* **YOUR TASK**:
Return the lines below without changes, starting with the line that contains "Exercise. Point to every instance of the wooden slatted" and ending with the last line.

* **DATA PROVIDED**:
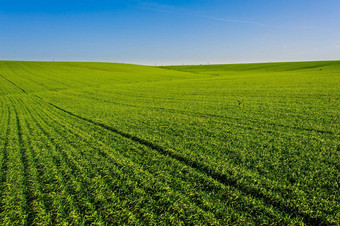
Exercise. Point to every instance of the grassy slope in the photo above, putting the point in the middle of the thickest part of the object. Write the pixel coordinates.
(211, 144)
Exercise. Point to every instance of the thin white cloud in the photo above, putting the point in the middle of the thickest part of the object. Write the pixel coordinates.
(184, 13)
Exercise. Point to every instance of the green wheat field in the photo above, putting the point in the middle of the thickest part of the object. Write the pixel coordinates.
(106, 143)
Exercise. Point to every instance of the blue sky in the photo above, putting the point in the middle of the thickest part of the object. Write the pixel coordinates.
(170, 32)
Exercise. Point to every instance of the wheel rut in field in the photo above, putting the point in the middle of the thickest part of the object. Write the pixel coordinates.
(224, 179)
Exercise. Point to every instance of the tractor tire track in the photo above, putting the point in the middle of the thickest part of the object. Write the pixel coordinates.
(222, 178)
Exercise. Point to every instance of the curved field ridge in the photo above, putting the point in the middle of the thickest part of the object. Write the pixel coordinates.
(101, 143)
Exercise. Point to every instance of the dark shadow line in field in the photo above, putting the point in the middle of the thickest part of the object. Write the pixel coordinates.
(28, 208)
(217, 176)
(224, 179)
(107, 156)
(4, 166)
(209, 115)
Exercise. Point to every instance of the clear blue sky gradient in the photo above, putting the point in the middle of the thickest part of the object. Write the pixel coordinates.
(170, 32)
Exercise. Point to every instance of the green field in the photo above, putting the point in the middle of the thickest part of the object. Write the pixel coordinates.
(104, 143)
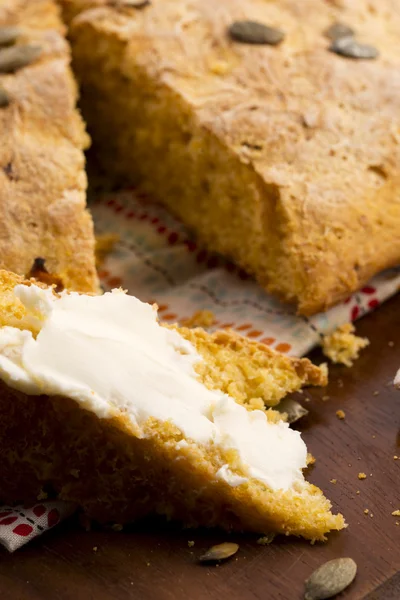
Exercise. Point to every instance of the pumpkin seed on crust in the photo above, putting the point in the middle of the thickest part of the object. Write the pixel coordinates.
(252, 32)
(338, 30)
(9, 35)
(4, 98)
(16, 57)
(349, 47)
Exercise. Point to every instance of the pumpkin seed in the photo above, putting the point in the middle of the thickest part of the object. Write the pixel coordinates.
(9, 35)
(220, 552)
(4, 98)
(294, 410)
(330, 579)
(338, 30)
(17, 57)
(252, 32)
(347, 46)
(265, 540)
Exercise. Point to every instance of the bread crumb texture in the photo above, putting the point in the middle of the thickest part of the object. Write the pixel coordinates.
(252, 373)
(295, 181)
(201, 318)
(42, 163)
(118, 472)
(343, 346)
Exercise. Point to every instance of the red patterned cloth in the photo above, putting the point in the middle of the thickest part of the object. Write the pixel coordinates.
(156, 260)
(20, 524)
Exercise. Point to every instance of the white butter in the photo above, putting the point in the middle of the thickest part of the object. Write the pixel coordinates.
(110, 354)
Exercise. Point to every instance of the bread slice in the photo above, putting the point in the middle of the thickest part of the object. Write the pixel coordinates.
(102, 406)
(285, 158)
(42, 138)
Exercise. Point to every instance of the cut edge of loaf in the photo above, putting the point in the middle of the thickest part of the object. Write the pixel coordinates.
(300, 265)
(118, 472)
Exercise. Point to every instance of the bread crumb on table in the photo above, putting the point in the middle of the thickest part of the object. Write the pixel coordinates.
(343, 346)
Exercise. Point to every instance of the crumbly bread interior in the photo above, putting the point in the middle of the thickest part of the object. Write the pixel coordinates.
(285, 175)
(251, 372)
(117, 471)
(343, 346)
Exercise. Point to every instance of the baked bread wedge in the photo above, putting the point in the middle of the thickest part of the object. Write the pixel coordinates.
(42, 138)
(283, 157)
(102, 406)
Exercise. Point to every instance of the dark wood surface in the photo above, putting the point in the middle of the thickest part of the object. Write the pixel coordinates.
(153, 561)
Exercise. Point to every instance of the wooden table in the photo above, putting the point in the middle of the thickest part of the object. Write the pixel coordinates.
(154, 562)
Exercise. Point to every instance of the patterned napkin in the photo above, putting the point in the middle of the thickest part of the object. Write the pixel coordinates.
(156, 260)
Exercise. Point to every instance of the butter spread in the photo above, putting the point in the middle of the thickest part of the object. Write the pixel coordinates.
(110, 354)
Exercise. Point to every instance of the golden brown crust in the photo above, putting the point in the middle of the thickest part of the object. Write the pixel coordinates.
(52, 445)
(119, 472)
(285, 158)
(42, 177)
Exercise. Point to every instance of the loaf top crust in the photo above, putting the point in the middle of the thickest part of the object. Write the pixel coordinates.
(42, 177)
(319, 129)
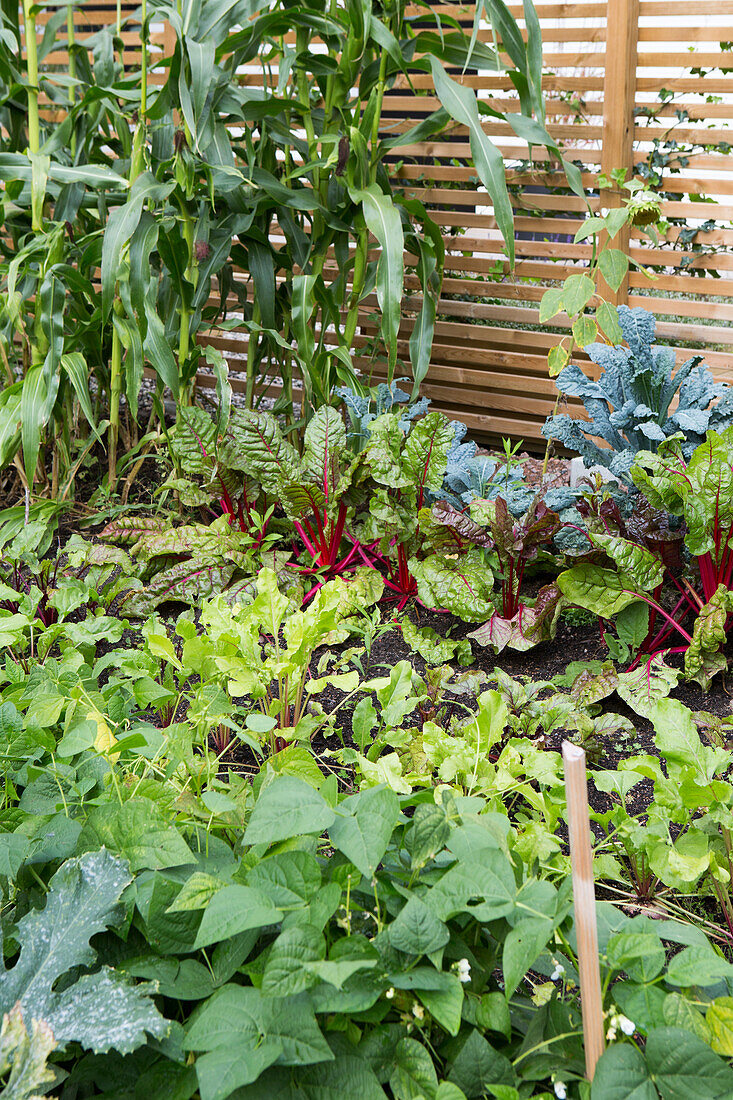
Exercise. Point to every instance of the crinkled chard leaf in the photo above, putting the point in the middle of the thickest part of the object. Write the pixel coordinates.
(461, 584)
(703, 657)
(533, 623)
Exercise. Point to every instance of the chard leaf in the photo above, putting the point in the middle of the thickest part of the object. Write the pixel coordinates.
(459, 584)
(269, 457)
(425, 453)
(638, 567)
(600, 591)
(325, 443)
(703, 657)
(529, 626)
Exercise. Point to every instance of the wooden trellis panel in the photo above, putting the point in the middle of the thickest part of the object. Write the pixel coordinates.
(621, 87)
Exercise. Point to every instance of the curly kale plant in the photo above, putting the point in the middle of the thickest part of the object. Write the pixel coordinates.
(628, 405)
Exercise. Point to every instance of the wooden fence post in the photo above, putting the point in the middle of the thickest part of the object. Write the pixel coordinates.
(619, 102)
(583, 898)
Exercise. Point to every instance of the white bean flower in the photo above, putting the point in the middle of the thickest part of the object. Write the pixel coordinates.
(463, 970)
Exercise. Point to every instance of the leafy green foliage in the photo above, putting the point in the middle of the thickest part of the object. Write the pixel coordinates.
(628, 404)
(98, 1009)
(23, 1056)
(699, 492)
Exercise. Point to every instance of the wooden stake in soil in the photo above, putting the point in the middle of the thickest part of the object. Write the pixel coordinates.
(583, 894)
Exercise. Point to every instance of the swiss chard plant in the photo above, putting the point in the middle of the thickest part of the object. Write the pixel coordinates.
(492, 534)
(630, 591)
(316, 490)
(628, 405)
(209, 468)
(406, 468)
(186, 564)
(263, 650)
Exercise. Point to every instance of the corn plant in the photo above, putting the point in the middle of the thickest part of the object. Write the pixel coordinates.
(164, 186)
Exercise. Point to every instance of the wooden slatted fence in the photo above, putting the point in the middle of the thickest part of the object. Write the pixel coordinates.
(643, 85)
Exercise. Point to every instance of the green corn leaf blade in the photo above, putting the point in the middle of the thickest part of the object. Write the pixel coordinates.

* **REPLY TO THE EXERCISE**:
Exercise. Point to every instance of the wooden slatted fence in the photo above, putting the point in the middle of the thickest part of the object. Write the pixel coordinates.
(643, 85)
Exercise. Point to every instance of the green corn leaf blade in the photo above, putting the point in the middle of the thickest part of the object. Write the pixel coordinates.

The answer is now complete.